# [Entries supplied]
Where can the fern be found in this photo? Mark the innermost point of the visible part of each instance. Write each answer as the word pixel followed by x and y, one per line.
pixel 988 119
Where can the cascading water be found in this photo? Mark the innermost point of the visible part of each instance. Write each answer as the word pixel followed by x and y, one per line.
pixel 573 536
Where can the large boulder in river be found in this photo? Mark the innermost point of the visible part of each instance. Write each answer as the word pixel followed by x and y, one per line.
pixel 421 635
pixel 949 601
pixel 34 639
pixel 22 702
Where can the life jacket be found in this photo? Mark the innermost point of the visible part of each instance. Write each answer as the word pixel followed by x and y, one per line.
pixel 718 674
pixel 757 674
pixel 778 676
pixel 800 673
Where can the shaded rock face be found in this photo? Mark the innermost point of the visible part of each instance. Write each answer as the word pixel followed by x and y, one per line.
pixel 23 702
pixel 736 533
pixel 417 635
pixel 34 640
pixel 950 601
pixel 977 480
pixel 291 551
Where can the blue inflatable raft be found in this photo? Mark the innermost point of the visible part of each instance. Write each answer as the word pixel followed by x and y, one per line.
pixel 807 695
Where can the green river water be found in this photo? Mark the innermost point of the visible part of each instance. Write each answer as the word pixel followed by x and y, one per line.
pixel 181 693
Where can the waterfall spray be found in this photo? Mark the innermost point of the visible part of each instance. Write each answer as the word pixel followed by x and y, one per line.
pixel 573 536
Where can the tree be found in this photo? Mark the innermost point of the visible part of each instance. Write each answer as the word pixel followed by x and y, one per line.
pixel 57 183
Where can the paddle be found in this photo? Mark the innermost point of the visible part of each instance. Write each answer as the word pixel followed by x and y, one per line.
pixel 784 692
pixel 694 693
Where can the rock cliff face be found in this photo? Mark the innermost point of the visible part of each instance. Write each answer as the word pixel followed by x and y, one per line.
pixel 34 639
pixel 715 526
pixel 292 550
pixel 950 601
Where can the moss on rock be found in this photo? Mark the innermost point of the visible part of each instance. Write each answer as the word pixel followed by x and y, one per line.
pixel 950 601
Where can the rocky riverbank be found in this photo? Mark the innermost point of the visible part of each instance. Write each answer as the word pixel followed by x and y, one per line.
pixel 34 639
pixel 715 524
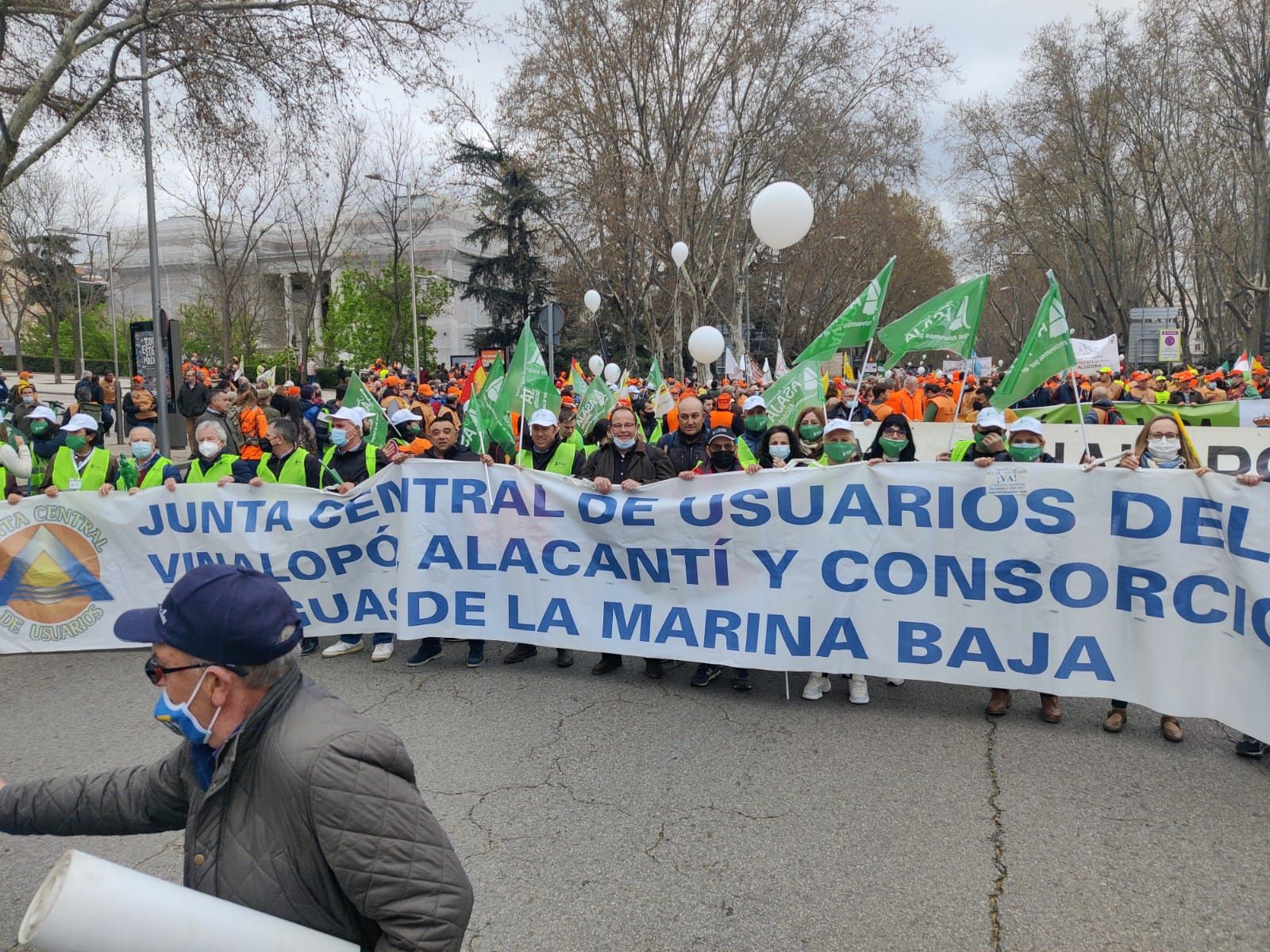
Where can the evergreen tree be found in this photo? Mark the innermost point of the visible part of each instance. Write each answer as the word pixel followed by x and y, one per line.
pixel 508 278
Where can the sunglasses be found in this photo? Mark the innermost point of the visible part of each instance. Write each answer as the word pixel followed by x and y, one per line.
pixel 156 672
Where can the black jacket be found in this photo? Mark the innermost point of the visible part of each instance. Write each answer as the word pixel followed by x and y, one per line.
pixel 643 463
pixel 685 452
pixel 192 401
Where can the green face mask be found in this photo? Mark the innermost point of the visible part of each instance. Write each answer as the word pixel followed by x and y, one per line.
pixel 840 451
pixel 892 447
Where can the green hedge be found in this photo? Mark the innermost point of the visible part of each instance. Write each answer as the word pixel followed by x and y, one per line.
pixel 44 365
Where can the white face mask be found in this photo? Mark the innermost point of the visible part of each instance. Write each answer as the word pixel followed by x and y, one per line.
pixel 1164 447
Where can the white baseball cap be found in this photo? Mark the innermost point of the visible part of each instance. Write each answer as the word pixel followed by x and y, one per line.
pixel 402 416
pixel 991 416
pixel 80 422
pixel 1028 424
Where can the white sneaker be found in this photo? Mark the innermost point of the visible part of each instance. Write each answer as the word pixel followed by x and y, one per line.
pixel 342 647
pixel 817 685
pixel 857 689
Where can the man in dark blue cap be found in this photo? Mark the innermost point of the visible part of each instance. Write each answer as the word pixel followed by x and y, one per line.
pixel 287 797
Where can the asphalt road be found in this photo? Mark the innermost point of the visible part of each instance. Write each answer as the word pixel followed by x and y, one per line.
pixel 625 814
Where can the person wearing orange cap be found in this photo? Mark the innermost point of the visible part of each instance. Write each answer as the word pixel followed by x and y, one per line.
pixel 908 400
pixel 1185 393
pixel 722 413
pixel 1210 389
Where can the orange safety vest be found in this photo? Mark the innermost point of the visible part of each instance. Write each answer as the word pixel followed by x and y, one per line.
pixel 945 412
pixel 912 405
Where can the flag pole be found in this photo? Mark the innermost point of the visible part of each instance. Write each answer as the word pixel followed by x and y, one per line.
pixel 1080 413
pixel 855 400
pixel 956 412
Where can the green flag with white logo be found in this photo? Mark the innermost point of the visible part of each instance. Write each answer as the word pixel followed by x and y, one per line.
pixel 793 393
pixel 1047 352
pixel 596 405
pixel 529 385
pixel 488 422
pixel 855 325
pixel 948 321
pixel 660 391
pixel 357 395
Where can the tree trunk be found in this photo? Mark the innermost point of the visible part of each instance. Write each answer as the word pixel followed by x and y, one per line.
pixel 57 353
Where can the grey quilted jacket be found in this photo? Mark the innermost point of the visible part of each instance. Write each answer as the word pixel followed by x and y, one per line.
pixel 311 816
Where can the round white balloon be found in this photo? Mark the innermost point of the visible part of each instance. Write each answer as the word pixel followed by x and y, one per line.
pixel 781 213
pixel 705 344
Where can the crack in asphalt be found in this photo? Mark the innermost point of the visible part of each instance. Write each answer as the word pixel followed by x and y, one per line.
pixel 997 839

# [What the task asks]
Please copy all of the rows above word for word, leaving the pictures out of your answer.

# [Completed exercise]
Where can the fern be found in this photo? Mark the innermost point of the visible part of each instance. Write each answer as the word pixel followed by x and y, one per line.
pixel 988 119
Where can the cascading water be found in this photo? Mark the innermost point of the visible part of each instance. Write each answer as the word pixel followed by x and y, one per line.
pixel 573 536
Where can the large boulder in river be found in this photo? Mark the innermost point of the visible part of each instance. Write each answer as the word pixel followed by x and y, one per line.
pixel 421 635
pixel 949 601
pixel 34 639
pixel 22 702
Where can the life jacket be found in this photo? Mark the innermost point of the visible part of each instance. Write each answer as the word pixel followed by x and y, one per line.
pixel 718 674
pixel 757 674
pixel 778 676
pixel 800 673
Where can the shaded rock face be found in this photo? Mark the innermost point of the visible part of each instance. Write each answer as the word pixel followed by x and y, one per line.
pixel 23 702
pixel 736 533
pixel 417 635
pixel 34 640
pixel 950 601
pixel 977 480
pixel 291 551
Where can the blue inflatable raft be found in this photo? Mark the innermost point of the visible part of each instance. Write each answer as the word pixel followed by x and y, one per line.
pixel 807 695
Where can the green river water be found in this photo? Mark the innermost point of the visible part of each instance. Write each answer as the word pixel followed by x and y, one per line.
pixel 181 693
Where can the waterfall spray be found in this photo? Mark the innermost point of the visible part of each instance. Write each answer as the word pixel followed by x and y, one per line.
pixel 573 536
Where can the tree be found in this photo? Mark the innermost point of the visible part of each instance. Write each answer as the word pixel followed by x and y, one per line.
pixel 57 183
Where can the paddle be found in this photo? Mark the innermost point of the visible part of each instance. Write each answer as the word pixel followed by x and y, one per line.
pixel 784 692
pixel 694 693
Where can the rock cliff face be found in this photo? Mark the innermost point of the visible part of each instance. Write each answer as the word pixel followed by x and y, one per line.
pixel 34 639
pixel 715 526
pixel 292 550
pixel 950 601
Where can the moss on rock be found in this photo? Mark the innermost point of the visible part of each instance. Write each answer as the word pixel followed by x and y, one per line.
pixel 950 601
Where can the rocky riverbank be found in this photo? Mark the innermost point of the visible part of each instance. Write each answer as the word pixel followed by x and y, one per line.
pixel 34 639
pixel 715 524
Where can the evergreen tree be found in this photo? Mark the innermost point of the visible part of each instance. Write each answer as the word pixel followed by x and y, one per line.
pixel 508 278
Where can the sunglasses be found in this photo? Mark the innermost point of the visible part of each instance. Write each answer as the word pixel followed by x and y, one per line.
pixel 156 672
Where can the black jacket be found in this photo? Mark the innermost point of the visible part of each instance. Write each answer as the word pixel followed by x and y, one per line.
pixel 643 463
pixel 685 452
pixel 192 401
Where can the green face mask be found in this photo? Mark the innermost point of the visible part of each instance. Write each answer as the word pixel followed by x and y, one per line.
pixel 840 451
pixel 892 447
Where can the green hedge be found in this photo? Mark the innermost point of the visible part of each instance. Write each answer as the word pixel followed by x and y, one per line.
pixel 44 365
Where can the white face mask be found in this photo? Mark the innermost point of the visible part of each instance. Write each answer as the word pixel followed by x and y, one per line.
pixel 1164 447
Where can the white baseball cap be found in this photo? Mark the innermost point of the visible part of each instance. Write each answer as the word pixel followed by x and y, one per line.
pixel 402 416
pixel 991 416
pixel 80 422
pixel 1028 424
Where can the white sneaker be found in this photo? Mark the innermost point of the visible part of each instance. Write each answer as the word pixel followed by x and y, one per line.
pixel 342 647
pixel 817 685
pixel 857 689
Where can the man in dark blue cap be found in this photo? Mark the innermost point of the visible part of each instance. Write each answer as the word pixel followed by x and y, one per line.
pixel 287 797
Where can the asphalt road be found in this photo? Mark the innermost point of the visible part of each instance. Write each answer as the word pixel followed by x and y, one per line.
pixel 625 814
Where can the person wearing orange cap be found in this photo? Mark the innermost point of the visible part of each instance. Write each answer as the word pixel followed by x and y, one per line.
pixel 908 400
pixel 1185 393
pixel 722 413
pixel 1210 389
Where can the orange safety vest be found in this photo? Mark the innermost point of the visible part of each instance. Write each answer as the word pixel followed by x and y, one per line.
pixel 945 412
pixel 912 405
Where can the flag pole be found in this photo? Mark the innermost point of the visible part of each instance. Write each answer as the word pixel followed by x and y, one per line.
pixel 1080 413
pixel 855 400
pixel 956 412
Where can the green flag with white logo be found in this photo? Mark the innermost point of the visible part of each instance. Write each answer as the word pixel followed by x and y, one per line.
pixel 793 393
pixel 1047 352
pixel 596 405
pixel 529 385
pixel 488 422
pixel 855 325
pixel 948 321
pixel 660 391
pixel 357 395
Where can the tree trunk be found in this photo? Mark the innermost point of the visible part of each instance. Write each answer as the word pixel followed by x and y, one per line.
pixel 57 353
Where can the grey quilted jacket be found in this photo? Mark the innermost point of the visible part of each instance. Write each answer as the word pixel followed by x and y, one per line.
pixel 311 816
Where can the round white balloon be found in this photo? Mark the innermost point of the visible part of each instance. Write each answer as the word pixel followed by x and y, one per line.
pixel 781 213
pixel 705 344
Where can the crack in asphalt be found in this photo? Mark the innermost point of the visible part of each instance. Write each answer as the word pixel followed by x and y, one per line.
pixel 997 839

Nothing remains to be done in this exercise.